PROVIDED RECORDS =>
· · · ·
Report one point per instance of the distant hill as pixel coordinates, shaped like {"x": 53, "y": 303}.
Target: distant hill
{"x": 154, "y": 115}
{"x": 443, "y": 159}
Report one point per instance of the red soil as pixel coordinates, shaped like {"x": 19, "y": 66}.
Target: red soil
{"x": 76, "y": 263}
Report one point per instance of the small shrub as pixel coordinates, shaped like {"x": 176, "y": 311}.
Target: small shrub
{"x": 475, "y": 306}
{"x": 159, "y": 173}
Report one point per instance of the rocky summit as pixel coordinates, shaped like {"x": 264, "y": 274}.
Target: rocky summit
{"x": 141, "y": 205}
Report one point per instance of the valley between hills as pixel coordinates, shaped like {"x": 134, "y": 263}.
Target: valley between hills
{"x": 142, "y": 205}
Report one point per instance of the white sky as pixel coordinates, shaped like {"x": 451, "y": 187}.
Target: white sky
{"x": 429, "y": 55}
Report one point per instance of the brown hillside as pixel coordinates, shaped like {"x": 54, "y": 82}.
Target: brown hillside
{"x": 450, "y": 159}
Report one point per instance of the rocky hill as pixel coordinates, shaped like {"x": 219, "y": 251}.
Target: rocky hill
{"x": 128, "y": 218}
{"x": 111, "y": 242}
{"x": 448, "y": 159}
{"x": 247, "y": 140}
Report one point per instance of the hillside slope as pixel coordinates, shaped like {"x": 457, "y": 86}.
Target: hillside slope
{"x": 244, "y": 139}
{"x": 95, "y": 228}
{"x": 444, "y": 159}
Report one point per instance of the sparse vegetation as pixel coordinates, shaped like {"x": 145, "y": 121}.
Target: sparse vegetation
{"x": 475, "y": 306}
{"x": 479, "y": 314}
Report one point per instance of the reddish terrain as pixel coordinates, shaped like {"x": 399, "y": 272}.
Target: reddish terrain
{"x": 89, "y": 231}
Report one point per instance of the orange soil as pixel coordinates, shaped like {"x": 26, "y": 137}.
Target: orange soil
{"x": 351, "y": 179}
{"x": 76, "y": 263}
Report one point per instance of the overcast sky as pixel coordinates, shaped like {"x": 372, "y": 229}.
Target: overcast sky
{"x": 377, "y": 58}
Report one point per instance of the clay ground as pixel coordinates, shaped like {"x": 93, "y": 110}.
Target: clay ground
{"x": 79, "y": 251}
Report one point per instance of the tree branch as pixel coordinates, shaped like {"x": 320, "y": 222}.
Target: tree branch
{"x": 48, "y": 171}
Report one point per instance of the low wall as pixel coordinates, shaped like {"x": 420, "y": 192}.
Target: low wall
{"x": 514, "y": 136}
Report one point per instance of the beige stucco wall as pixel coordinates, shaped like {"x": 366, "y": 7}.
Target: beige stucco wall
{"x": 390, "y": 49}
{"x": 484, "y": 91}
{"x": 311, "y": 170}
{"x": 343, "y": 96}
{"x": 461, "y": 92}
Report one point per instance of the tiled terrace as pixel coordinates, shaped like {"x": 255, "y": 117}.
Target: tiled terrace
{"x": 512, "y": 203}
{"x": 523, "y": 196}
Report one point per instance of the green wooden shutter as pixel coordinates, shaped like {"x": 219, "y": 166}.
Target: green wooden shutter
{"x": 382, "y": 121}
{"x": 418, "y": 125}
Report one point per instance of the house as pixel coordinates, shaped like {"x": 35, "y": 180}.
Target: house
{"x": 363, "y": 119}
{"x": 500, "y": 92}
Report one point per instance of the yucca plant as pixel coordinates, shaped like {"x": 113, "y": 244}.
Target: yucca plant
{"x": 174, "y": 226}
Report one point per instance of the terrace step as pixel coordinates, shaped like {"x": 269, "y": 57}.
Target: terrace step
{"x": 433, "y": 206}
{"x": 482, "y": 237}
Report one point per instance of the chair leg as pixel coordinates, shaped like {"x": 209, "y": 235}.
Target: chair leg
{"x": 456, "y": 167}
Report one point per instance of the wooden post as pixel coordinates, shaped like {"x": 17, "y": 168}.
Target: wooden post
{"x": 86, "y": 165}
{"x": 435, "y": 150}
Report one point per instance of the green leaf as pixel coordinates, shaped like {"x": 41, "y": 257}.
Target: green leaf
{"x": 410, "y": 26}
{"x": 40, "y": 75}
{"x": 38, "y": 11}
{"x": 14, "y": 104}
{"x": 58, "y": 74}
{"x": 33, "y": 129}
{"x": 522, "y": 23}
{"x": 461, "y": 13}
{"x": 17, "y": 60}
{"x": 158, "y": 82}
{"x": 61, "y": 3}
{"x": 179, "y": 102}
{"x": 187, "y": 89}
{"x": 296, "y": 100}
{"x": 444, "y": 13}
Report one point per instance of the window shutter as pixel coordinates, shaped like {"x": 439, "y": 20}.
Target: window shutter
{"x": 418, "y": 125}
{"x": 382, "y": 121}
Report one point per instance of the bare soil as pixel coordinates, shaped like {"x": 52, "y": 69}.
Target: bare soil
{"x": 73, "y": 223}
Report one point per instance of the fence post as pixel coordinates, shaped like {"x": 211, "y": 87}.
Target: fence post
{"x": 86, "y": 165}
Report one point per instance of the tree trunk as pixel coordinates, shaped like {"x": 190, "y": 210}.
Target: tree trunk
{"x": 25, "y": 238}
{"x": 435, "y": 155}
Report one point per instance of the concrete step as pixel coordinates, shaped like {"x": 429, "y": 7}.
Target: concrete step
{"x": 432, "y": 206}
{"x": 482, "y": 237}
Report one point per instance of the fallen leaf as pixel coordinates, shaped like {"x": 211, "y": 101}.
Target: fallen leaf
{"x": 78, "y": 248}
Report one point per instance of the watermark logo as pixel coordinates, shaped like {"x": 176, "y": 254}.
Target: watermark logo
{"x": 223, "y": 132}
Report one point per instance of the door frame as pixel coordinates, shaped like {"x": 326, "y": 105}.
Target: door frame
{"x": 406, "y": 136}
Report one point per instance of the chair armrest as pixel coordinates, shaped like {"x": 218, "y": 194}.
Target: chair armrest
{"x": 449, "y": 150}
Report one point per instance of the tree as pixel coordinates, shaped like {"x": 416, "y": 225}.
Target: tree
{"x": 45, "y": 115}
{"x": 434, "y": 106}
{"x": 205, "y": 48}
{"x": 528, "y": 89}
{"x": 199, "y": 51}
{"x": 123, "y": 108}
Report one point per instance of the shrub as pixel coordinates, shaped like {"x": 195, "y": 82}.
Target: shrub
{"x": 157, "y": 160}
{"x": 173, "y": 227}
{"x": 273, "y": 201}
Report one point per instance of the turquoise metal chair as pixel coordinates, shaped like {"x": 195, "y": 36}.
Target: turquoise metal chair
· · · ·
WORK INSTRUCTIONS => Render every line of the entries above as a JSON list of strings, one string per line, leaving out any blank lines.

FULL ANSWER =>
[
  "Report one point per instance of the distant hill as pixel coordinates, shaped like {\"x\": 53, \"y\": 303}.",
  "Target: distant hill",
  "{\"x\": 154, \"y\": 115}",
  "{\"x\": 443, \"y\": 159}",
  "Report one point per instance of the red soil as pixel coordinates, shaped like {\"x\": 19, \"y\": 66}.",
  "Target: red soil",
  "{\"x\": 76, \"y\": 263}",
  "Report one point per instance of the small shrub as pixel coordinates, shaped like {\"x\": 176, \"y\": 311}.",
  "Target: small shrub",
  "{\"x\": 475, \"y\": 306}",
  "{\"x\": 159, \"y\": 173}",
  "Report one point per instance of the rocky summit as pixel coordinates, shaped like {\"x\": 264, \"y\": 274}.",
  "Target: rocky summit",
  "{\"x\": 141, \"y\": 205}",
  "Report one point per instance of the valley between hills as pixel coordinates, shaped like {\"x\": 134, \"y\": 263}.",
  "Target: valley between hills",
  "{\"x\": 142, \"y\": 205}",
  "Report one point per instance of the white sky as pixel coordinates, shaped like {\"x\": 451, \"y\": 187}.",
  "Target: white sky",
  "{\"x\": 429, \"y\": 55}",
  "Report one point per instance of the brown hillside as pixel coordinates, shaped like {\"x\": 54, \"y\": 82}.",
  "Target: brown hillside",
  "{\"x\": 450, \"y\": 159}",
  "Report one point per instance of the rocky hill as pixel coordinates, shaped like {\"x\": 219, \"y\": 251}.",
  "Target: rocky hill",
  "{\"x\": 128, \"y\": 218}",
  "{\"x\": 111, \"y\": 242}",
  "{\"x\": 448, \"y\": 159}",
  "{\"x\": 247, \"y\": 140}",
  "Report one point per instance of the hillside slope as pixel coordinates, shaped like {\"x\": 457, \"y\": 86}.",
  "Target: hillside slope",
  "{\"x\": 244, \"y\": 139}",
  "{\"x\": 95, \"y\": 228}",
  "{\"x\": 444, \"y\": 159}",
  "Report one point per instance of the sparse vegetation as pixel coordinates, shaped like {\"x\": 145, \"y\": 121}.",
  "Target: sparse vegetation",
  "{\"x\": 475, \"y\": 306}",
  "{\"x\": 479, \"y\": 314}",
  "Report one point per instance of the reddish terrain as pixel coordinates, shaped like {\"x\": 399, \"y\": 272}.",
  "Target: reddish terrain",
  "{\"x\": 89, \"y\": 231}",
  "Report one point per instance of the orange soil as pixel coordinates, shaped like {\"x\": 26, \"y\": 137}.",
  "Target: orange soil",
  "{\"x\": 351, \"y\": 179}",
  "{\"x\": 76, \"y\": 263}",
  "Report one point per instance of the overcast sky as pixel coordinates, shaped like {\"x\": 372, \"y\": 229}.",
  "Target: overcast sky",
  "{\"x\": 377, \"y\": 58}",
  "Report one point per instance of the clay ground as pixel coordinates, shaped like {\"x\": 93, \"y\": 110}.",
  "Target: clay ground",
  "{\"x\": 79, \"y\": 251}",
  "Report one point per instance of the tree branch as pixel coordinates, shaped like {\"x\": 320, \"y\": 222}.",
  "Target: tree branch",
  "{\"x\": 48, \"y\": 171}",
  "Report one point per instance of the low wall as pixel coordinates, shaped like {\"x\": 420, \"y\": 192}.",
  "Target: low wall",
  "{\"x\": 514, \"y\": 136}",
  "Report one point per instance of the beige stucco wall as pixel coordinates, shaped like {\"x\": 366, \"y\": 7}.",
  "Target: beige stucco wall",
  "{\"x\": 390, \"y\": 49}",
  "{\"x\": 484, \"y\": 91}",
  "{\"x\": 311, \"y\": 170}",
  "{\"x\": 343, \"y\": 96}",
  "{\"x\": 461, \"y\": 92}",
  "Report one point per instance of the tiled terrace as pixel coordinates, shaped like {\"x\": 255, \"y\": 117}.",
  "Target: tiled terrace",
  "{\"x\": 512, \"y\": 203}",
  "{\"x\": 523, \"y\": 196}",
  "Report one point per instance of the green wooden shutter as pixel coordinates, shaped like {\"x\": 219, \"y\": 166}.",
  "Target: green wooden shutter",
  "{\"x\": 382, \"y\": 121}",
  "{\"x\": 418, \"y\": 125}",
  "Report one point per instance of the house as pixel coordinates, shaped like {\"x\": 35, \"y\": 180}.",
  "Target: house",
  "{\"x\": 363, \"y\": 119}",
  "{\"x\": 500, \"y\": 92}",
  "Report one point per instance of the yucca plant as pixel coordinates, shaped like {\"x\": 113, \"y\": 244}.",
  "Target: yucca plant",
  "{\"x\": 174, \"y\": 226}",
  "Report one point per instance of the terrace step as pixel coordinates, shaped like {\"x\": 269, \"y\": 57}.",
  "Target: terrace step",
  "{\"x\": 433, \"y\": 206}",
  "{\"x\": 482, \"y\": 237}",
  "Report one point per instance of the chair leg as pixel coordinates, shaped like {\"x\": 209, \"y\": 235}.",
  "Target: chair leg",
  "{\"x\": 456, \"y\": 167}",
  "Report one point per instance of the wooden post as pixel coordinates, shaped like {\"x\": 17, \"y\": 168}.",
  "Target: wooden post",
  "{\"x\": 86, \"y\": 165}",
  "{\"x\": 435, \"y\": 150}",
  "Report one point per instance of the green leaf as pixel coordinates, shaped like {\"x\": 41, \"y\": 257}.",
  "Target: green leaf",
  "{\"x\": 410, \"y\": 26}",
  "{\"x\": 40, \"y\": 75}",
  "{\"x\": 38, \"y\": 11}",
  "{\"x\": 14, \"y\": 104}",
  "{\"x\": 58, \"y\": 74}",
  "{\"x\": 33, \"y\": 129}",
  "{\"x\": 522, \"y\": 23}",
  "{\"x\": 461, \"y\": 13}",
  "{\"x\": 17, \"y\": 60}",
  "{\"x\": 158, \"y\": 82}",
  "{\"x\": 61, \"y\": 3}",
  "{\"x\": 179, \"y\": 102}",
  "{\"x\": 187, \"y\": 89}",
  "{\"x\": 296, \"y\": 100}",
  "{\"x\": 444, \"y\": 13}",
  "Report one point per instance of the window shutter as pixel coordinates, shaped like {\"x\": 439, \"y\": 20}.",
  "Target: window shutter",
  "{\"x\": 418, \"y\": 125}",
  "{\"x\": 382, \"y\": 121}",
  "Report one point per instance of the bare soil as pixel coordinates, shaped like {\"x\": 52, \"y\": 69}.",
  "Target: bare soil",
  "{\"x\": 73, \"y\": 223}",
  "Report one point per instance of the fence post as pixel coordinates, shaped like {\"x\": 211, \"y\": 87}.",
  "Target: fence post",
  "{\"x\": 86, \"y\": 165}",
  "Report one point per instance of the tree trunk as pixel coordinates, shaped like {\"x\": 190, \"y\": 210}.",
  "Target: tree trunk",
  "{\"x\": 25, \"y\": 238}",
  "{\"x\": 435, \"y\": 155}",
  "Report one point per instance of the concrete step as pixel coordinates, shaped like {\"x\": 429, \"y\": 7}.",
  "Target: concrete step",
  "{\"x\": 432, \"y\": 206}",
  "{\"x\": 482, \"y\": 237}",
  "Report one point per instance of the fallen leaf as pixel coordinates, shaped like {\"x\": 211, \"y\": 101}.",
  "Target: fallen leaf",
  "{\"x\": 78, \"y\": 248}",
  "Report one point per instance of the watermark logo as pixel coordinates, shaped like {\"x\": 176, \"y\": 254}.",
  "Target: watermark logo",
  "{\"x\": 223, \"y\": 132}",
  "Report one point per instance of the door frame as pixel coordinates, shaped like {\"x\": 326, \"y\": 105}.",
  "Target: door frame",
  "{\"x\": 406, \"y\": 136}",
  "Report one point per instance of the chair armrest as pixel coordinates, shaped like {\"x\": 218, \"y\": 194}.",
  "Target: chair armrest",
  "{\"x\": 449, \"y\": 150}",
  "Report one point per instance of the tree as pixel coordinates, shaped like {\"x\": 416, \"y\": 225}.",
  "Target: tree",
  "{\"x\": 45, \"y\": 115}",
  "{\"x\": 434, \"y\": 106}",
  "{\"x\": 205, \"y\": 48}",
  "{\"x\": 528, \"y\": 89}",
  "{\"x\": 199, \"y\": 51}",
  "{\"x\": 123, \"y\": 108}",
  "Report one point per instance of the shrub as pixel coordinates, shaped like {\"x\": 195, \"y\": 82}.",
  "Target: shrub",
  "{\"x\": 157, \"y\": 160}",
  "{\"x\": 173, \"y\": 227}",
  "{\"x\": 273, \"y\": 201}",
  "Report one point per instance of the turquoise metal chair as pixel coordinates, shaped like {\"x\": 195, \"y\": 36}.",
  "Target: turquoise metal chair"
]